▶ Your tasks
**A)** Duplicate the portion of the parser forum thread below, from "it works for" up to and including "to less GC.".
**B)** Answer these questions from the parser forum thread below, one answer per line:
(i) How large is the text file that causes the problem?
(ii) At what percentage does processing get stuck?
(iii) In which file does the final reply say the Xmx setting can be changed?
**C)** List every numerical figure given in the parser forum thread below, together with its unit.

▶ Supplied text
Flat File Document Parser problem.

Hi experts. I have a text file which size is 6.8 MB. After loading it to Flat File Document Parser and executing its start processing till 99% and after that it stuckes there for hours without any error. Any suggetions please.

Best wishes

Alam

Hi Alam,

can you share the txt file, zipped maybe?

Cheers, Kilian

Yes of course i can. 

Hi Alam,

it works for me. I can read the attached file, using the Flat File Reader. However, it takes around 5 Minutes to parse it. This is due to the underlying word and sentence tokenization which is applied during parsing. How much Xmx heap space have you assigned for KNIME? You can change the Xmx setting in the knime.ini file, which is in the directory where the knime binary is located. An increase of that Xmx number could speed up tokenization due to less GC.

▶ Given information
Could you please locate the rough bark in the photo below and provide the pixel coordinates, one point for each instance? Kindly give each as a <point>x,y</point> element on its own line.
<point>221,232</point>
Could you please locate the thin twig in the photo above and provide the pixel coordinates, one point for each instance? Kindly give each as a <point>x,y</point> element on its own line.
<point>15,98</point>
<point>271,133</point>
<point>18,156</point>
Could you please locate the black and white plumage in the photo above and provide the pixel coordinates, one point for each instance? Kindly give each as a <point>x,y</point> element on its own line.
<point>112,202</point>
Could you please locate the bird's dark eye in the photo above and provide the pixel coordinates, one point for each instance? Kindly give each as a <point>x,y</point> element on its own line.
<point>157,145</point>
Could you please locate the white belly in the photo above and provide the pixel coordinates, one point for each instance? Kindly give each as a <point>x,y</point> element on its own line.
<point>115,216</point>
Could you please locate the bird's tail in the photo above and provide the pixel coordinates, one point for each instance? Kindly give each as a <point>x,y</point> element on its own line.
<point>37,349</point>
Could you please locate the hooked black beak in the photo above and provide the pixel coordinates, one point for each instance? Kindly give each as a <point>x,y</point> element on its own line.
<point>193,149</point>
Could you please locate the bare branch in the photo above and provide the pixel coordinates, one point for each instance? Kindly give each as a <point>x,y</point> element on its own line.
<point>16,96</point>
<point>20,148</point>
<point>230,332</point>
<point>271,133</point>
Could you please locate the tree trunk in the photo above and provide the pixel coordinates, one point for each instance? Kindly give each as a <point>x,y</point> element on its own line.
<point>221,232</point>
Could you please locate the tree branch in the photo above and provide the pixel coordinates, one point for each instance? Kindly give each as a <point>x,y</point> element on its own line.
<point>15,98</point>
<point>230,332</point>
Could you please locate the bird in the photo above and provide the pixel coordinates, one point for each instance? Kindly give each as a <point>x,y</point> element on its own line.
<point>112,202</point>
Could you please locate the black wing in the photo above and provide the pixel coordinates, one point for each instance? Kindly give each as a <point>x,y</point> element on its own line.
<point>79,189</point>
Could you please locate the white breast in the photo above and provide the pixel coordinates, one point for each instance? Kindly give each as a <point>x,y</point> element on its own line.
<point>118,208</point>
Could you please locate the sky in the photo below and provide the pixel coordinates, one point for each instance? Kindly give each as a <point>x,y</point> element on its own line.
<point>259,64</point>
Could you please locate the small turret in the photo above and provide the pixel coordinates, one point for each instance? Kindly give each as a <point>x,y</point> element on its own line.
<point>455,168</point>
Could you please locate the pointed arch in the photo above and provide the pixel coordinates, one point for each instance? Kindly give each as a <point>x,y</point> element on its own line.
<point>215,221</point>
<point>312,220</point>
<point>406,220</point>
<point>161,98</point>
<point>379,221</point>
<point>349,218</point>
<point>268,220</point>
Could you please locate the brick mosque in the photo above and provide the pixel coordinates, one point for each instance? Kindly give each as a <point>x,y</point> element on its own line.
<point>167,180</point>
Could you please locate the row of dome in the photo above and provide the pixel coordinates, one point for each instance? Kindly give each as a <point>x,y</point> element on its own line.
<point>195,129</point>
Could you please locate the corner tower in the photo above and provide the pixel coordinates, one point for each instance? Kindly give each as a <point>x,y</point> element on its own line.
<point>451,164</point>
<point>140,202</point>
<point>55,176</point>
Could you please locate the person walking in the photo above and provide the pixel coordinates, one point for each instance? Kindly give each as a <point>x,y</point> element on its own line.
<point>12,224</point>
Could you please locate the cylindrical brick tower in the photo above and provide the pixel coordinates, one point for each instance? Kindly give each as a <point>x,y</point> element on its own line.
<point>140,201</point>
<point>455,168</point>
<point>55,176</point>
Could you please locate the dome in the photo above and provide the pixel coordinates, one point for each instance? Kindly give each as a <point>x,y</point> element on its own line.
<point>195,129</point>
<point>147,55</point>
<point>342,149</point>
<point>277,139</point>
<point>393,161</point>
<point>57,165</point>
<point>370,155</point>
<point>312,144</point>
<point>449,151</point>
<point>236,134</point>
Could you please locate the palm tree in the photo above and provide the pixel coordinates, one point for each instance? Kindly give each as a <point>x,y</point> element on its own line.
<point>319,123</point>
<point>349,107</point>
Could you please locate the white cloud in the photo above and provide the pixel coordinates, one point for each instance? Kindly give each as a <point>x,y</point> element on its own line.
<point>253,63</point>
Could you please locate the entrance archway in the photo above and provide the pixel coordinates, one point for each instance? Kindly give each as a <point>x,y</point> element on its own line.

▶ Task-by-task answers
**A)**
it works for me. I can read the attached file, using the Flat File Reader. However, it takes around 5 Minutes to parse it. This is due to the underlying word and sentence tokenization which is applied during parsing. How much Xmx heap space have you assigned for KNIME? You can change the Xmx setting in the knime.ini file, which is in the directory where the knime binary is located. An increase of that Xmx number could speed up tokenization due to less GC.

**B)**
(i) 6.8 MB
(ii) 99%
(iii) knime.ini

**C)**
6.8 MB
99%
around 5 minutes